Stored items:

▽

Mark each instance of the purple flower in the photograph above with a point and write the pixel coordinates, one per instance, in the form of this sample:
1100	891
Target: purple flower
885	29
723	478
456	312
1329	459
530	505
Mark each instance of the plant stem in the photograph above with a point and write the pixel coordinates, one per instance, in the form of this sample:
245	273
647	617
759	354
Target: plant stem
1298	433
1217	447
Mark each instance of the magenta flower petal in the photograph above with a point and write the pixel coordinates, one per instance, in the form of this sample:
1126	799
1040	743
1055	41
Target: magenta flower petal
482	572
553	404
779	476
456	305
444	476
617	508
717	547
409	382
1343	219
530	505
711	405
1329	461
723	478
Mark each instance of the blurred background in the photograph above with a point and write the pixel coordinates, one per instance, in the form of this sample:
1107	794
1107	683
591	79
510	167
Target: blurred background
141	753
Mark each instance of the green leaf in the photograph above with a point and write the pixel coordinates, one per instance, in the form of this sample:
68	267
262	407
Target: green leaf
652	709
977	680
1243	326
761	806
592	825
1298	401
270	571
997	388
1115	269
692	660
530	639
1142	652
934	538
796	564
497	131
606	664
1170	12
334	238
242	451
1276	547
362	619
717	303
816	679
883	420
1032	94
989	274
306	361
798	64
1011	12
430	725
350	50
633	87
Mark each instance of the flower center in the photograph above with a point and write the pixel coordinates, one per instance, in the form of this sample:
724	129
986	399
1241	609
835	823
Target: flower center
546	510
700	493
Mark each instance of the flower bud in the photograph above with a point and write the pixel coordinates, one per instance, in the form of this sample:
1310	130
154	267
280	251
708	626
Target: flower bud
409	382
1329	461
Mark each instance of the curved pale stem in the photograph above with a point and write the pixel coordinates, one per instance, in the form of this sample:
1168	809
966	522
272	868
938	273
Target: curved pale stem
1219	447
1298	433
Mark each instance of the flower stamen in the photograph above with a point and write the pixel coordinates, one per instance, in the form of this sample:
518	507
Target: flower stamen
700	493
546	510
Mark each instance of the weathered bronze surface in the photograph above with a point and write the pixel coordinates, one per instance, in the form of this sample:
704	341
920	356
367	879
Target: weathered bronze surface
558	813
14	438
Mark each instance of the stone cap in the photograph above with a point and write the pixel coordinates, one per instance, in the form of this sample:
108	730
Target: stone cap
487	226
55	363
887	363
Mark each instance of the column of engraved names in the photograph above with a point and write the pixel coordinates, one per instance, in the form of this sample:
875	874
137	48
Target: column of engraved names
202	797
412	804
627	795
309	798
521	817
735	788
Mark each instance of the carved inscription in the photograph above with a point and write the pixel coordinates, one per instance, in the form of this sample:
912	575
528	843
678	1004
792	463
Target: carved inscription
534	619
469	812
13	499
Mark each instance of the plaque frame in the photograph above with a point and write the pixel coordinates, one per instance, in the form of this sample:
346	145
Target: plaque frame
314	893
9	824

△

Task details: All of the material above needs to be copied exactly.

Task solution:
Mark each instance of the purple flower in the photograph above with a point and write the pixel coordinates, one per instance, in the form of this sample:
1100	891
Target: purple flower
885	29
723	478
456	312
1329	459
530	505
Mark each instance of the plant stem in the photograph above with a point and write the pixel coordinates, one per instance, in the form of this sample:
245	273
647	617
759	354
Target: plant stem
1298	433
1217	447
Mark each instance of the magenta flower petal in the photograph above with a point and write the pixel coordinates, one per instance, in the form of this sample:
1126	799
1040	743
1055	41
Target: magenta flower petal
482	572
553	404
779	476
456	305
444	476
617	508
717	547
409	382
1343	219
530	505
711	405
1329	461
723	478
Mark each instance of the blurred background in the photograph above with a point and write the pixel coordinates, one per instance, in the form of this sample:
1107	794
1107	683
591	79
510	167
Target: blurred background
141	753
Mark each instance of the green leaf in the photograph above with a point and write the pixel coordinates, one per instance, in the form of this sample:
68	267
262	407
Target: green leaf
652	709
977	680
1243	326
761	806
592	825
1298	401
270	571
997	388
1115	269
692	660
530	639
1142	652
934	538
796	564
497	131
606	664
1170	12
334	238
242	451
1276	547
362	619
717	303
816	679
883	420
1032	94
989	274
306	361
798	64
1011	12
430	725
350	50
633	87
Mark each instance of the flower center in the photograph above with a point and write the pixel coordinates, one per instance, in the form of this sample:
724	129
986	399
1241	609
835	823
Target: flower center
546	510
700	493
Mark each instance of the flower bud in the photograph above with a point and write the pixel coordinates, one per instance, in the form of this sample:
1310	130
154	267
280	251
708	626
Target: flower bud
409	382
1329	461
Mark each instance of the curved pale stem in the photograph above with a point and write the pixel coordinates, one per instance, in the form of this sample:
1168	809
966	522
272	868
938	273
Target: curved pale stem
1219	447
1298	433
Mark each instance of the flower stamen in the photograph above with a point and write the pixel coordinates, one per instance, in the form of this sample:
518	507
Target: flower stamen
700	493
546	510
Mark each instance of the weathered bronze surface in the photograph above with a point and write the pixel coordinates, one per instance, in the form of this sample:
704	341
920	356
367	879
Target: weathered bronze surface
558	813
14	438
Mark each instance of the stone cap in the photograph above with a point and write the pixel coordinates, one per instance, in the form of this sample:
108	730
Target: stone cap
487	226
55	363
887	363
Mark each instance of the column of engraved names in the photograph above with a point and write the pixel coordinates, one per instance, in the form of this sample:
875	874
137	48
Target: column of engraved names
202	797
412	804
627	795
309	798
521	817
735	788
Mark each instance of the carved inscription in the photograph above with a point and write the pixel coordinates, one per instance, in the form of this sample:
912	575
528	843
678	1004
792	463
Target: carved inscription
534	619
469	812
13	499
Mark each instance of the plaque frame in the photograph above with a point and write the pixel coordinates, one per instance, in the form of this sample:
346	145
Target: plaque frame
314	893
9	824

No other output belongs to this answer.